[TASK DESCRIPTION]:
In the listing below, replace every occurrence of "Report the pixel coordinates" with "Give the pixel coordinates" and reproduce everything else unchanged.

(Dataset items)
________________________________________

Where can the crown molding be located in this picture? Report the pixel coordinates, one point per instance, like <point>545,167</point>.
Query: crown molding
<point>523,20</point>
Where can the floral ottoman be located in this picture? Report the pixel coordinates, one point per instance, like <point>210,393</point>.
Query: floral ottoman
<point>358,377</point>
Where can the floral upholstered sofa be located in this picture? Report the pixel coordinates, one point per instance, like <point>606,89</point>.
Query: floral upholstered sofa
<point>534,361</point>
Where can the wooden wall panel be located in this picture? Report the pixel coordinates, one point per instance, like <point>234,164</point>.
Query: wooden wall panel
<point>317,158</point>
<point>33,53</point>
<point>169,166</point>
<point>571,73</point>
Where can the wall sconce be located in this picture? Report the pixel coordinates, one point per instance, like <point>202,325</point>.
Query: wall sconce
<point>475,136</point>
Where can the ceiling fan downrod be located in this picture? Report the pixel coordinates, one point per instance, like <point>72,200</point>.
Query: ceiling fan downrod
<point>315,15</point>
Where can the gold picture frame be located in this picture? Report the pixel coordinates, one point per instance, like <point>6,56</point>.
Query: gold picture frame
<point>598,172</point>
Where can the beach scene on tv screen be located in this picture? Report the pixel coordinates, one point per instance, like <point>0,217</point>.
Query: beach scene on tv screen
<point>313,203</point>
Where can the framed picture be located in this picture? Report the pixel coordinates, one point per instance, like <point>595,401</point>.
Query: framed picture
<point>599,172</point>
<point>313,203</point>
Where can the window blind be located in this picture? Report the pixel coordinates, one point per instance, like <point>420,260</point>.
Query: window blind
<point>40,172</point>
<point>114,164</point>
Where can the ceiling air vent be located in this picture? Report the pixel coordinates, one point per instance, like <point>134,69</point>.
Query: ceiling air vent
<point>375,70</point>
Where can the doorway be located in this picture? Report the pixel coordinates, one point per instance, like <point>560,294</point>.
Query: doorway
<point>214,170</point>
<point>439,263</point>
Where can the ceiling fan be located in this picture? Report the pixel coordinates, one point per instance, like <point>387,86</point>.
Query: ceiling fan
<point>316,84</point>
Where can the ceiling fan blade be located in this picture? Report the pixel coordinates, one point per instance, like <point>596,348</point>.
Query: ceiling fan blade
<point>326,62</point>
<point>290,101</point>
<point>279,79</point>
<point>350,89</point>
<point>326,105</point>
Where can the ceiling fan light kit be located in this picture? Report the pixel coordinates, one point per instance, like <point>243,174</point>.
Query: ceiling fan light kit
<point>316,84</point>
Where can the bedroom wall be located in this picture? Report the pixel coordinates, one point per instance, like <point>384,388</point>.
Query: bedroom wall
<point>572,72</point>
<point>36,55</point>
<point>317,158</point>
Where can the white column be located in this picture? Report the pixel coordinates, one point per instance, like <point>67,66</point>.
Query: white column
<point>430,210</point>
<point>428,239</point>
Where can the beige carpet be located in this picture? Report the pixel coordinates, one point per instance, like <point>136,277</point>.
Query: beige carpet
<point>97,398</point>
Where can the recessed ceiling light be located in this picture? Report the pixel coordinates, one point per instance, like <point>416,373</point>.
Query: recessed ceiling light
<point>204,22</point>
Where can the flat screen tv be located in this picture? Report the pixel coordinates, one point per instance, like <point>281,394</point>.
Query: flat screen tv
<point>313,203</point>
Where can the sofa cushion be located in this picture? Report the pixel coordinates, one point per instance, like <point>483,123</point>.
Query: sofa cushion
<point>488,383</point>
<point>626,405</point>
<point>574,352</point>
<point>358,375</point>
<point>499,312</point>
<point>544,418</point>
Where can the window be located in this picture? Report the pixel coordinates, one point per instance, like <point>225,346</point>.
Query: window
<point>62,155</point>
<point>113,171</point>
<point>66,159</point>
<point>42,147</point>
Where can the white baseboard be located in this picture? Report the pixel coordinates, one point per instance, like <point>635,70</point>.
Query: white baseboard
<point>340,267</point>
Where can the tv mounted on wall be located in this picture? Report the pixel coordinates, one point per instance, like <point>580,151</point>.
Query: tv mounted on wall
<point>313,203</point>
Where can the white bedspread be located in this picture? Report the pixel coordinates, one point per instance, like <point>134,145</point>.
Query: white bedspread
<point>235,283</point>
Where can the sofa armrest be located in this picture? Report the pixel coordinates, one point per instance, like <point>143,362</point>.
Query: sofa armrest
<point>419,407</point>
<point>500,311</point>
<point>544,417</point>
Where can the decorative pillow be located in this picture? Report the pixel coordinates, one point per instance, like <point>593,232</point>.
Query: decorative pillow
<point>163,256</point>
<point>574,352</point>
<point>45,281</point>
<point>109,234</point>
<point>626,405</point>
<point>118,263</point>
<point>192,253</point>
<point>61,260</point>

________________________________________

[RESULT]:
Where can the crown molding be located in this picture? Give the pixel coordinates, one point per instance, like <point>545,167</point>.
Query: crown molding
<point>523,20</point>
Where can the floral ottoman be located in this picture? Give the pixel coordinates, one point per instance, like <point>210,393</point>.
Query: floral ottoman
<point>358,377</point>
Where can the floral upholstered sofa be located in this picture? Give the pixel coordinates, one point per instance, like <point>606,89</point>.
Query: floral upholstered sofa
<point>534,361</point>
Where can the wooden wall panel be located in this picture? Give the pixel coordinates, one point per instance, like <point>234,164</point>.
Query: wooden wall panel
<point>317,158</point>
<point>33,53</point>
<point>169,166</point>
<point>571,73</point>
Where can the wall sconce be located in this picture? Give the pixel coordinates, one point per instance, like <point>202,325</point>.
Query: wall sconce
<point>475,136</point>
Where can the ceiling fan downrod be located in this picture? Give the pixel coordinates, one point per instance, like <point>72,200</point>.
Query: ceiling fan downrod
<point>315,15</point>
Where can the gold picture frame be located in this picture? Give the pixel coordinates, one point per instance, like <point>6,56</point>.
Query: gold picture frame
<point>598,172</point>
Where can the beach scene on tv screen be located in this picture? Give the pixel coordinates, one point per instance, like <point>0,217</point>.
Query: beach scene on tv screen
<point>313,203</point>
Where can the framed picture be located in this picture? Give the pixel coordinates, one point per instance, like <point>595,401</point>.
Query: framed picture
<point>599,172</point>
<point>313,203</point>
Where can the window blind be located in this picture? Give the pixel coordinates, one point per instance, like <point>420,260</point>.
Query: window blind
<point>40,172</point>
<point>114,164</point>
Where can the ceiling air vent be located in this picture? Give the pixel coordinates, one point per instance, like <point>134,69</point>.
Query: ceiling air vent
<point>375,70</point>
Where can the doorway be located in this picture? Give the pixel coordinates, one point per instance, like <point>560,294</point>.
Query: doorway
<point>214,170</point>
<point>439,263</point>
Where can the ceiling fan be located in this picture? Give the pixel coordinates, one point per instance, like <point>387,86</point>.
Query: ceiling fan
<point>316,84</point>
Where can the ceiling fan blade be located in this picture? Give the pixel coordinates, one point per instance, like <point>596,348</point>.
Query: ceiling fan blade
<point>326,62</point>
<point>290,101</point>
<point>279,79</point>
<point>350,89</point>
<point>326,105</point>
Where can the ceiling fan light kit be located in this picture? Give the pixel coordinates, one point per instance, like <point>243,174</point>.
Query: ceiling fan light kit
<point>316,84</point>
Where can the bedroom wall be located in this picture? Give the pixel coordinates, one point per instance, like <point>384,388</point>.
Query: bedroom wall
<point>572,72</point>
<point>36,55</point>
<point>317,158</point>
Where can the white column be located in this picture? Give the pixel coordinates, one point per instance, like <point>67,66</point>.
Query: white column
<point>430,210</point>
<point>428,239</point>
Where can the beige carpet be located in this picture? Give the pixel coordinates, one point per instance, like <point>136,277</point>.
Query: beige carpet
<point>97,398</point>
Where can the recessed ceiling light be located in this picture? Give the pixel coordinates, one point per instance, like <point>416,373</point>.
Query: recessed ceiling light
<point>204,22</point>
Where can the flat screen tv be located in this picture? Give the pixel coordinates, one point per instance, like <point>281,394</point>.
Query: flat screen tv
<point>313,203</point>
Where can the sofa cushion be located in this picture? Give the pixel coordinates, one point per instance, like <point>483,123</point>.
Query: sofa cushion
<point>488,383</point>
<point>626,405</point>
<point>574,352</point>
<point>358,375</point>
<point>499,312</point>
<point>544,418</point>
Where can the window be located in this picture? Give the pixel coordinates, one point per instance, like <point>225,346</point>.
Query: window
<point>62,155</point>
<point>113,171</point>
<point>66,159</point>
<point>42,147</point>
Where can the white baseboard be located in this picture? Give the pixel coordinates, one point per instance, like <point>635,70</point>.
Query: white baseboard
<point>340,267</point>
Where can the tv mounted on wall be located in this picture? Give the pixel coordinates, one point per instance, like <point>580,151</point>.
Query: tv mounted on wall
<point>313,203</point>
Where can the white bedspread be located in this picture? Give the pixel coordinates, one point per instance, like <point>134,145</point>.
Query: white bedspread
<point>235,283</point>
Where can the sofa armrest be located in this picture? Give the pixel coordinates, one point per instance, like <point>143,362</point>.
Query: sofa armrest
<point>419,407</point>
<point>500,311</point>
<point>544,417</point>
Where can the decorative pillow be located in this picture? Give the pixel coordinates, one point per instance, like <point>593,232</point>.
Query: decorative pillow
<point>163,256</point>
<point>574,352</point>
<point>45,281</point>
<point>109,234</point>
<point>626,405</point>
<point>118,263</point>
<point>192,253</point>
<point>61,260</point>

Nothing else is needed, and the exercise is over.